Fig. 4. Specific X-ray spectral intensity obtained by EDX analysis. (a) Using Si powder. (b) Using reduced Si nanoparticles.

Specific X-ray spectral intensity obtained by EDX analysis is shown in Fig. 4. Specific X-ray spectral intensity for the sintered Si polycrystalline using Si powder is shown in Fig. 4 (a). Also, specific X-ray spectral intensity for the sintered Si nano-polycrystalline using reduced Si nanoparticles is shown in Fig. 4 (b). As shown in Fig. 4 (a) and (b), strong specific X-ray spectral intensities of the Si were measured. As shown in Fig. 4 (b), the specific X-ray spectral intensity of the oxygen is stronger than that of the Si. Actually, the number of the oxygen atoms should be one hundredth as small as that of the Si atoms. This is because the oxygen should slightly remain when the Si oxide is reduced to Si. The fact that the resistance of the sintered Si nano-polycrystalline is very low should prove that less oxygen remains in the sintered Si nano-polycrystalline.

3.3. Spectrum of Photoluminescence

Fig. 5. Photo of PL from reduced Si nanoparticles.

Fig. 6. Photo of PL from sintered Si nano-polycrystalline. Violet light for excitation was injected from the left side edge of the sintered Si nano-polycrystalline.

The PL from the reduced Si nanoparticles under the irradiation of weak violet light is shown in Fig. 5. The PL contains a mixture of the colors blue, yellow, and red. When the reduced Si nanoparticles were irradiated with weak violet light, each Si nanoparticle emitted PL uniformly.

Fig. 6 shows a photo of the PL from the sintered Si nano-polycrystalline when the edge of the sintered Si nano-polycrystalline was irradiated with the focused violet light. It has been found that the PL emitted from the surface was below 1 mm. Thus, the absorption coefficient at an excitation wavelength of 404 nm was evaluated to be a few 10 cm-1. Violet light was also focused and irradiated on the sintered Si polycrystalline using Si particles. However, less PL was observed. The observed PL was very weak and could barely be observed. The PL spectrum was broadened from 500 nm to nearly 1000 nm. The intensity was one tenth times lower than that of the sintered Si nano-polycrystalline. The reason is presumed to be because the sintered Si polycrystalline mainly contains Si particles with diameters of around 5 µm and few small Si particles with various diameters below 1 µm. It is prospected that the sintered Si nano-polycrystalline mainly contains small Si nanoparticles with evidently uniform diameters. The diameter of the emitting beam expanded to 2 mm at a distance of 0.8 cm from the end of the sintered Si nano-polycrystalline as shown in Fig. 6. The emission has a certain divergence angle, and the evaluated divergence angle was 0.25 rad.

- [Source excerpt]

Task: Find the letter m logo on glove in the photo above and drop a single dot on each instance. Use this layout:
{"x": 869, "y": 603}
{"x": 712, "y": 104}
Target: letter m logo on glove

- [What you will do]
Please rewrite the part of the photoluminescence passage that opens with "The PL from the reduced" and closes with "emitted PL uniformly.", putting "dim violet light" in place of "weak violet light".

- [Expected answer]
The PL from the reduced Si nanoparticles under the irradiation of dim violet light is shown in Fig. 5. The PL contains a mixture of the colors blue, yellow, and red. When the reduced Si nanoparticles were irradiated with dim violet light, each Si nanoparticle emitted PL uniformly.